#### YOUR OBJECTIVE:
Your task is to copy all of the entries exactly as they are given.

MATERIAL FOR THIS EXERCISE section start

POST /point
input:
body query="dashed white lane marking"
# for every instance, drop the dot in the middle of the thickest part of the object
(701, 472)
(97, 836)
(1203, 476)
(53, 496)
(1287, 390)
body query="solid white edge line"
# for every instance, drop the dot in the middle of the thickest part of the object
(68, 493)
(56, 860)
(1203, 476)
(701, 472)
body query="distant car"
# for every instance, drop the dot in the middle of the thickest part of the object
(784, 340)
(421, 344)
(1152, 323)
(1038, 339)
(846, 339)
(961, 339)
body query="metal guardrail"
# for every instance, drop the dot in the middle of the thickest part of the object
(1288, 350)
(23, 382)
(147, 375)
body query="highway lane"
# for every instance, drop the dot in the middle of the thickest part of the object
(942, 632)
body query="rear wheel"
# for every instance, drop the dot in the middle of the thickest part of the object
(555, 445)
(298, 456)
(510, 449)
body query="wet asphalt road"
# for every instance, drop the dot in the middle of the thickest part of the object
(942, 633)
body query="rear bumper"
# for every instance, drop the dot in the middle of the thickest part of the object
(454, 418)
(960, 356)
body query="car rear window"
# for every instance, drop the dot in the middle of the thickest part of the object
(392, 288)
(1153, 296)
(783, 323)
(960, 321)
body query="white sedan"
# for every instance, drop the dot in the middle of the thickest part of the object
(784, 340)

MATERIAL FOR THIS EXERCISE section end

#### PROBLEM SOLUTION:
POST /point
input:
body query="dashed white lane marking"
# for every instance, drop the dot in the middle of the thickest part of the object
(701, 472)
(97, 836)
(1203, 476)
(53, 496)
(1287, 390)
body query="solid white edge line"
# for every instance, drop the dot in the middle of the thickest part of the object
(68, 493)
(56, 860)
(1203, 476)
(701, 472)
body query="distant car"
# for every instance, drop the dot in the middle of the thickest part of the object
(784, 340)
(421, 344)
(1152, 323)
(1038, 339)
(846, 339)
(961, 339)
body query="metal guardrail"
# for every instance, drop the dot in the middle of the thickest part of the object
(1288, 350)
(23, 382)
(147, 375)
body query="highway lane"
# for every instance, drop the dot in the middle of the thickest part of the object
(942, 632)
body query="rear wheel"
# for every instance, drop the dot in the middle of the thickest part of the object
(555, 445)
(298, 456)
(510, 449)
body query="wet asphalt road"
# for every instance, drop the dot in the middle of the thickest part of the object
(942, 633)
body query="rear bumper"
# for every instance, drop the dot in the middle of the thickest part of the object
(454, 418)
(960, 356)
body query="car rear window"
# for every instance, drop the dot in the middle of the thickest part of the object
(392, 288)
(1153, 296)
(783, 323)
(960, 321)
body query="white sedan"
# for every instance, drop the dot in the middle of the thickest part of the object
(784, 340)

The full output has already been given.